Written request
Quote the line containing "Where can the cliff" and all lines that follow it in the listing below, exactly as written.

Exercise data
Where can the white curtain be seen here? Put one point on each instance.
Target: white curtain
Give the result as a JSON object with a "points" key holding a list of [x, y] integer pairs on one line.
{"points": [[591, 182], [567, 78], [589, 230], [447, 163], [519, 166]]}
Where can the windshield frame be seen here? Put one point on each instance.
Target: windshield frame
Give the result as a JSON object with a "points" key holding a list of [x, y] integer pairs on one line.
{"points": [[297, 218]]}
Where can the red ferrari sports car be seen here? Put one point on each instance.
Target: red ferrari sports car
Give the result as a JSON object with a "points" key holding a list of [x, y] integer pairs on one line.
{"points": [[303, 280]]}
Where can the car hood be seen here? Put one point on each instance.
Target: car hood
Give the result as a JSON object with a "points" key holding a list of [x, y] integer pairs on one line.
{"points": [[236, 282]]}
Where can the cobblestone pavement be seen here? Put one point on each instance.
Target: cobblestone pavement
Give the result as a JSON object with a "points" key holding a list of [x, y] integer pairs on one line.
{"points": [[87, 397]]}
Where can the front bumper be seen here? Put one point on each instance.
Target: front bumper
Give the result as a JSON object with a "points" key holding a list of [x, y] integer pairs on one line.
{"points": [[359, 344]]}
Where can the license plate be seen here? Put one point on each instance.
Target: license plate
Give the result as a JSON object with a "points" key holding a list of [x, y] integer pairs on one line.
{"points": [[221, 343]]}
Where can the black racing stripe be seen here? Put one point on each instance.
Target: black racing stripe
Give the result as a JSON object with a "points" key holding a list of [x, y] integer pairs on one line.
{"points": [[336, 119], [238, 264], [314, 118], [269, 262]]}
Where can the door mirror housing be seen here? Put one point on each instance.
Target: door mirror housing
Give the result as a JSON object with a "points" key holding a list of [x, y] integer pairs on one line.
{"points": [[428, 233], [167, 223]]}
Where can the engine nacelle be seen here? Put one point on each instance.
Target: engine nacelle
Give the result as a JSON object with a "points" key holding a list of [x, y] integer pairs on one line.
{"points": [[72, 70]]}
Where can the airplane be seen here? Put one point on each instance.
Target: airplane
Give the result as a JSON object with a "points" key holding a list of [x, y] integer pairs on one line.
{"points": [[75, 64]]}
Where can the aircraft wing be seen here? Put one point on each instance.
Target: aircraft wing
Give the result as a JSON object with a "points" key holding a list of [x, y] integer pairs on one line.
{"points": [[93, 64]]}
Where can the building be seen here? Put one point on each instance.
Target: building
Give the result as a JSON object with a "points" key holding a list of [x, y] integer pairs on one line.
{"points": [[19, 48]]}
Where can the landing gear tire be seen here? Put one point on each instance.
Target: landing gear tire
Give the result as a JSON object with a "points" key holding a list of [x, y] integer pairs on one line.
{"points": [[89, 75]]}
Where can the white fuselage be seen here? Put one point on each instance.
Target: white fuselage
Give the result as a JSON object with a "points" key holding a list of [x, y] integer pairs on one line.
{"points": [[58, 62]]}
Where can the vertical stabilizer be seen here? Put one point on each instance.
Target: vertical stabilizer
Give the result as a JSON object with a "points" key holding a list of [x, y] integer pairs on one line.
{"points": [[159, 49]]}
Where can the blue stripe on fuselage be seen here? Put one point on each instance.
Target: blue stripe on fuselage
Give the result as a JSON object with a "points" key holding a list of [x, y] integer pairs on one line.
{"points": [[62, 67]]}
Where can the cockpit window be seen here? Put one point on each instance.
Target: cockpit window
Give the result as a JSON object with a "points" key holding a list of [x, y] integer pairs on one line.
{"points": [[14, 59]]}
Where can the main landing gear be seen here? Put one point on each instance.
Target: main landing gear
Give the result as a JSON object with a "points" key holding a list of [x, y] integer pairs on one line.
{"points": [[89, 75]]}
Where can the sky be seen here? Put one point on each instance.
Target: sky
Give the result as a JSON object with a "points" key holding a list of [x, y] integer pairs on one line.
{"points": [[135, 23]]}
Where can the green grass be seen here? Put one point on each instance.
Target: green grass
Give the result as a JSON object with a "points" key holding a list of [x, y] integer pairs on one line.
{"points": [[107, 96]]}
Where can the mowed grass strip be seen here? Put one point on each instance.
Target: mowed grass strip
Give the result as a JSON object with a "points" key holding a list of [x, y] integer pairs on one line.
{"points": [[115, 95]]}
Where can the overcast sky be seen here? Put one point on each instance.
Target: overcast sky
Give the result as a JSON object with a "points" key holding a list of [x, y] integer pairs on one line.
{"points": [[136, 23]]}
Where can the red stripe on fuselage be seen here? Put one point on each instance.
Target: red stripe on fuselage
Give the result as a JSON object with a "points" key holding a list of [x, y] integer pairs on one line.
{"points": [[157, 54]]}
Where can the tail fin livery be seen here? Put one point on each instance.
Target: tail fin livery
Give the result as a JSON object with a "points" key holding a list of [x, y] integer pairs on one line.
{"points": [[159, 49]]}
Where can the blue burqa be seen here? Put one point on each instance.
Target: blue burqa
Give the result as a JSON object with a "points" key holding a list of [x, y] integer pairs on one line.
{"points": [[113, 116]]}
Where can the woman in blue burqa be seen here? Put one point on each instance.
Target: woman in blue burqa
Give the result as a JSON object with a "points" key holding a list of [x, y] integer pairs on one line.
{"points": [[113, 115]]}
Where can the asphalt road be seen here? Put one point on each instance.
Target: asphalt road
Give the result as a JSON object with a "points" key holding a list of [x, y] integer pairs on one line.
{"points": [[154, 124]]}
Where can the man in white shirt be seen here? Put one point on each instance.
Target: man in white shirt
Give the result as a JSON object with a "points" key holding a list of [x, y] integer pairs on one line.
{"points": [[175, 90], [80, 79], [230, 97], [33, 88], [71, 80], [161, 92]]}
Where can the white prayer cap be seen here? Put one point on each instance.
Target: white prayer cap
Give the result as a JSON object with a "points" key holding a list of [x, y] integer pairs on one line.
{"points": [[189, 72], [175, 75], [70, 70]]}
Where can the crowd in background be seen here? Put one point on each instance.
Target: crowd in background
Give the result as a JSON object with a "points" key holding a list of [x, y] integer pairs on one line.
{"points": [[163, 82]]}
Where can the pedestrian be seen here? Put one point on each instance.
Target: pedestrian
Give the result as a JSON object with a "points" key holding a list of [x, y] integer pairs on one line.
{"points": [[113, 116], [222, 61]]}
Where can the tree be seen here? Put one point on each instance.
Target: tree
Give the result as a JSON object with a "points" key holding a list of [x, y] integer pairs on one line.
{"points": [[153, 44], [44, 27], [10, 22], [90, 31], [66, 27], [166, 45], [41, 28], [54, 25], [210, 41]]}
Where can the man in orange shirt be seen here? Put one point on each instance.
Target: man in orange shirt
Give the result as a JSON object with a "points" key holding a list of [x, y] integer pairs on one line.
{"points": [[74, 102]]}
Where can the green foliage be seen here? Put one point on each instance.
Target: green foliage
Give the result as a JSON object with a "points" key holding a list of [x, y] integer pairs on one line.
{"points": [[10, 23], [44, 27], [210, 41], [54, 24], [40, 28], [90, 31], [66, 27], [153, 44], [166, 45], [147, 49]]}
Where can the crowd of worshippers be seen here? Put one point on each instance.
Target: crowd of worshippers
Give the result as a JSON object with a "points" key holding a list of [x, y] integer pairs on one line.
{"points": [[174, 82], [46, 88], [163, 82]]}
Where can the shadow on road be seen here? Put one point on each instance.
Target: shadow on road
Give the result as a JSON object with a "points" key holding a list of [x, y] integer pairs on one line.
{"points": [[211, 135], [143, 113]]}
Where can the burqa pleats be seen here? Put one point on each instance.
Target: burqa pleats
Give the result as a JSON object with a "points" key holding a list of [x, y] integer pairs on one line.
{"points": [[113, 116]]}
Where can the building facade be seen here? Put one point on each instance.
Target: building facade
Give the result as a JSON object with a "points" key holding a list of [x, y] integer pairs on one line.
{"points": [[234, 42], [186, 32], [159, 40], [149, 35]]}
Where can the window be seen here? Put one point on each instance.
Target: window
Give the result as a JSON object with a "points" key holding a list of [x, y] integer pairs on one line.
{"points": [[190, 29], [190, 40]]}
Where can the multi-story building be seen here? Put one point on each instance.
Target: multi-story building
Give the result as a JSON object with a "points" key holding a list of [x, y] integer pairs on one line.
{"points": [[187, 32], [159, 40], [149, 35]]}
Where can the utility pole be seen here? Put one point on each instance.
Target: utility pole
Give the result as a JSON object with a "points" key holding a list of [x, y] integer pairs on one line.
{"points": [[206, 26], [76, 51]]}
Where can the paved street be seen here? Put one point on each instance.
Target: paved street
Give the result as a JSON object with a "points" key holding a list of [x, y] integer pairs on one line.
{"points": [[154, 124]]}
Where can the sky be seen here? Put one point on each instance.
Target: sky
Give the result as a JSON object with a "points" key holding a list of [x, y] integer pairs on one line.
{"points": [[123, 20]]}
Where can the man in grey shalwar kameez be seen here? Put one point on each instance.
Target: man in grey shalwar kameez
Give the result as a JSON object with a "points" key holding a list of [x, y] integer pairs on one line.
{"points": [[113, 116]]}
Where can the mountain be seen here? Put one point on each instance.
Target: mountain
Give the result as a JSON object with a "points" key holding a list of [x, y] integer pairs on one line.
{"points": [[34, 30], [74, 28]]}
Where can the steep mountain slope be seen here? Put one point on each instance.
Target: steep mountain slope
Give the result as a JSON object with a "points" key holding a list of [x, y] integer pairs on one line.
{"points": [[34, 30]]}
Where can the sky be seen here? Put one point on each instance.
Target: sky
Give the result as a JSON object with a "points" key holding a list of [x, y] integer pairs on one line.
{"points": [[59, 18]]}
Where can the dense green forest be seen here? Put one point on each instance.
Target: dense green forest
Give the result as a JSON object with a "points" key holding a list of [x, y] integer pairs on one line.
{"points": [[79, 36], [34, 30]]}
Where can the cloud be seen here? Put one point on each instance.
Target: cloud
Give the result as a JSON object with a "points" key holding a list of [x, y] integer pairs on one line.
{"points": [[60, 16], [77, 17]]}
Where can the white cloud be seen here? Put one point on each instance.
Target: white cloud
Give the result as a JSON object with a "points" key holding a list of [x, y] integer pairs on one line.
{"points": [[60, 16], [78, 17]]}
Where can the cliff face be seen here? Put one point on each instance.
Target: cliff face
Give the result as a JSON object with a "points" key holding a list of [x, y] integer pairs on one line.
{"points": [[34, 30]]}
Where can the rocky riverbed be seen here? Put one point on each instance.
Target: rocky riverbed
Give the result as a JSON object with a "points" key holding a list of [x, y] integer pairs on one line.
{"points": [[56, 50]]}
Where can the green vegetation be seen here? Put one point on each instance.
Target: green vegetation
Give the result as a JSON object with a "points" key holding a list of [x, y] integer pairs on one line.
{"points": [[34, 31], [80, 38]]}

Response to the exercise
Where can the cliff face be seen here? Put one point on each instance.
Target: cliff face
Give the result as a JSON object with a "points" key holding a list of [x, y] integer pairs on one line.
{"points": [[34, 30]]}
Where can the rocky riverbed be seen here? Put one point on each instance.
Target: rocky riverbed
Give the result as a JSON object with a "points" key holding a list of [x, y] integer pairs on one line.
{"points": [[56, 50]]}
Where can the green vegetation be seen here? Put one point on each instance.
Target: green vegetation
Give the result as a JSON object with a "points" key holding a list of [x, y] integer pairs on one line.
{"points": [[34, 31], [80, 38]]}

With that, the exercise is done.